* [Passage to read]
From: Brian Milnes (brianmilnes_at_qwest.net)
Date: Mon Mar 01 2004 - 14:33:56 PST
Disco: Running Commodity Operating Systems on Scalable Multiprocessors -
Bugnion, Devine and Rosenbloom
This is an unbelievably meaty paper full of many subtle implementation
discussions. I'm not sure that I'm fully getting the details of this virtual
machine and disk emulation correctly and would like you to walk some
examples in class. This also does not produce a short paper review.
The authors propose using virtual machine monitors to simply the
construction of the operating systems for large shared memory
multiprocessors. Their system DISCO minimizes some of the costs of virtual
machines by sharing a buffer cache and allows their coupling with TCP/IP or
NFS. NFS seems a pretty poor choice as it produces lock ups in every kernel
that I've used it with. Their uniprocessor overhead is at most 16% and they
speed up some workloads by 40% presumably by improving scalability of the
operating system and hide the NUMA-ness of these systems.
Their approach has a whole host of advantages and disadvantages.
They allow fault containment, running different operating systems
simultaneously, running different versions simultaneously, hiding the NUMA
aspects, running a lighter weight operating system. They require more
memory, different exception processing, privilege instruction and IO device
remapping, a lack of coherent scheduling and memory management policy and
additional communications overhead.

* [Direction A]
List every advantage that the Disco paper review attributes to the authors' approach.
* [Direction B]
Carry the Disco paper review forward from its final sentence, the one listing the approach's disadvantages.

* [Provided information]
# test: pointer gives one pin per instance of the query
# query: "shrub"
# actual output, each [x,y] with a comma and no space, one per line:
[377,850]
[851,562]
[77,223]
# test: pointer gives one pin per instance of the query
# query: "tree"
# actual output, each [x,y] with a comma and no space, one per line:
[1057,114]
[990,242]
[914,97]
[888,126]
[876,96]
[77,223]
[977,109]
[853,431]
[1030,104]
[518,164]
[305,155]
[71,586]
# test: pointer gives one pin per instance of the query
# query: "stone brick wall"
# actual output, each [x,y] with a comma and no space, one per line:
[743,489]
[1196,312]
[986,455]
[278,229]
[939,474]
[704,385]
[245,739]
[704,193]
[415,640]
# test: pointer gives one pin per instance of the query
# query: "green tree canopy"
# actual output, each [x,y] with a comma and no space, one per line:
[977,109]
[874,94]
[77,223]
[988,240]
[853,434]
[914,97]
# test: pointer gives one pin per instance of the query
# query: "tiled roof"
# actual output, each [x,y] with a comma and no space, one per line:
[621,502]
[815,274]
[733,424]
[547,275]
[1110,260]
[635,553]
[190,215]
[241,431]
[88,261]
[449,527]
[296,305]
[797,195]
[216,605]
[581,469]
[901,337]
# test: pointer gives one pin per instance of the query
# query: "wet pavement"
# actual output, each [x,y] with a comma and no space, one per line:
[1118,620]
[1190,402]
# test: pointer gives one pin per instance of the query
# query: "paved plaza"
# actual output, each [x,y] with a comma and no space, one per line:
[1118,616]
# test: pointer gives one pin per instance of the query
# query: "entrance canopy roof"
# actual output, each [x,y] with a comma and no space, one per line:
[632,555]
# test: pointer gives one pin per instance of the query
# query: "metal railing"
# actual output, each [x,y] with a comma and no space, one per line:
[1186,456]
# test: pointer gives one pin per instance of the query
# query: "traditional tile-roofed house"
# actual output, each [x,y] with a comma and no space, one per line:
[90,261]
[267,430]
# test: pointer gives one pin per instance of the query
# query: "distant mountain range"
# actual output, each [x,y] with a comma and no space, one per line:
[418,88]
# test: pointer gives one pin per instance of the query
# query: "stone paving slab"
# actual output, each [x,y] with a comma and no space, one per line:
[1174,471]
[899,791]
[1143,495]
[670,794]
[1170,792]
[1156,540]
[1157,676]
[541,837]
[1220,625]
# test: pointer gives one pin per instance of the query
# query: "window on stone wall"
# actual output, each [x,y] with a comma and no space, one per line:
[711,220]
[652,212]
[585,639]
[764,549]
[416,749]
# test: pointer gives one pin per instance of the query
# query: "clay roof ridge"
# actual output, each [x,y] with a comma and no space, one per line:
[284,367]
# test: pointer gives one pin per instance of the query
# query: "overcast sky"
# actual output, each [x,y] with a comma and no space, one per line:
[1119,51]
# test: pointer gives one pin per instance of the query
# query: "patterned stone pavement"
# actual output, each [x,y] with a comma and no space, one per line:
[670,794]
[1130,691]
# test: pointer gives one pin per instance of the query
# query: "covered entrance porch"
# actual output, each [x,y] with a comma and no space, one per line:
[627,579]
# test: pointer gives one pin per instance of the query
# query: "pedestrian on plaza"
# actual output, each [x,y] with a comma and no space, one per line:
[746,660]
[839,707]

--

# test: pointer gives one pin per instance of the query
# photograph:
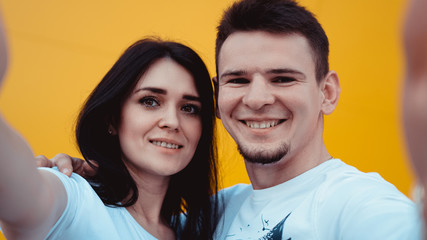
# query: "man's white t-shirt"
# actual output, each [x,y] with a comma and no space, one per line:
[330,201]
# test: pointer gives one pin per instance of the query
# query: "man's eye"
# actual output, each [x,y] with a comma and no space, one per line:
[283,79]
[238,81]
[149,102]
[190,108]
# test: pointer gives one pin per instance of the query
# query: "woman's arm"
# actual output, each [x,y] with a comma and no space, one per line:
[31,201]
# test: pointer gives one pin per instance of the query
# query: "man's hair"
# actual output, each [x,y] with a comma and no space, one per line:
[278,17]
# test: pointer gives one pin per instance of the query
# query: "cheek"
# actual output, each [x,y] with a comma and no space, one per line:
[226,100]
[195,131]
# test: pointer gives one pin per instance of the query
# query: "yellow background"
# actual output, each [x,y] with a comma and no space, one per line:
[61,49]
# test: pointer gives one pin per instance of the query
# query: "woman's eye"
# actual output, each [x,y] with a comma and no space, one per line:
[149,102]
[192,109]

==

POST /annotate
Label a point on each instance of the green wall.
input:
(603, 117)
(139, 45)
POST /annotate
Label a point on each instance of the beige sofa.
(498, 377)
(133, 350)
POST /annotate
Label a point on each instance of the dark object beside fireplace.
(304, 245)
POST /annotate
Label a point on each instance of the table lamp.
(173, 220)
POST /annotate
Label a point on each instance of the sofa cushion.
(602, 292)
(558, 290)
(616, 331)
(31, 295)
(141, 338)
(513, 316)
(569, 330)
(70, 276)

* [Reply A]
- Fault containment
- Running different operating systems simultaneously
- Running different versions simultaneously
- Hiding the NUMA aspects
- Running a lighter weight operating system

* [Reply B]
DISCO virtualizes MIPS R10000 chips by emulating instructions,
the MMU and the trap architecture. They use load and stores on special
addresses to optimize frequent kernel operations. They dynamically relocate
pages, virtualize disks and provide a large packet virtual network between
machines. DISCO is implemented as a shared memory threaded program with a
mere 13K lines of cache careful low synchronization code.
They virtualized CPUs with direct execution and trap into their kernel to
emulate faults. They operate DISCO in a physical memory mode, using the TLB
directly to avoid emulation and flush the TLB when running a new processor
to allow them to use its process tags. They minimize this overhead with a
per virtual machine TLB cache.
DISCO measures frequency of access to pages and moves hot pages
to the physical machine running their accessing virtual machine. They
support virtual IO devices by requiring a monitor call when reading or
writing data to a driver and by catching DMA accesses. They partition disks
for each machine but really use an shared buffer cache implemented with a
B-tree. They mark shared disk blocks COW and TLB map them into a virtual
machine to achieve a sharing very similar to a single operating system.
They define a virtual MTU-less network driver that they
implement using memory mapping. They respect the alignment of all data and
allow any data on a read only page to be mapped between processors. This is
a very cool idea that produces transfer rates at near TLB miss rate but
required some alignment changes to Irix's mbuf mechanism.
The made almost all of their changes at the hardware abstraction
layer of Irix. The HAL layer was adjusted to map traps into accesses to
privileged memory and to rewrite trap code to work this way dynamically. The
HAL layer also provided hints to DISCO on page frees and idle CPUs. I
wonder what happened when they tried this on Linux which does not have a
clear HAL.
They measured DISCO on a uniprocessor Irix machine and a
parallel operating systems simulator. The achieved between 3% and 16%
slowdown on four tasks and note that a restructuring of IRIX could reduce
some of these overheads. They suffer slightly in memory allocation to
virtual operating systems but can achieve up to 60% speedup when the virtual
memory system locks of Irix are problematic.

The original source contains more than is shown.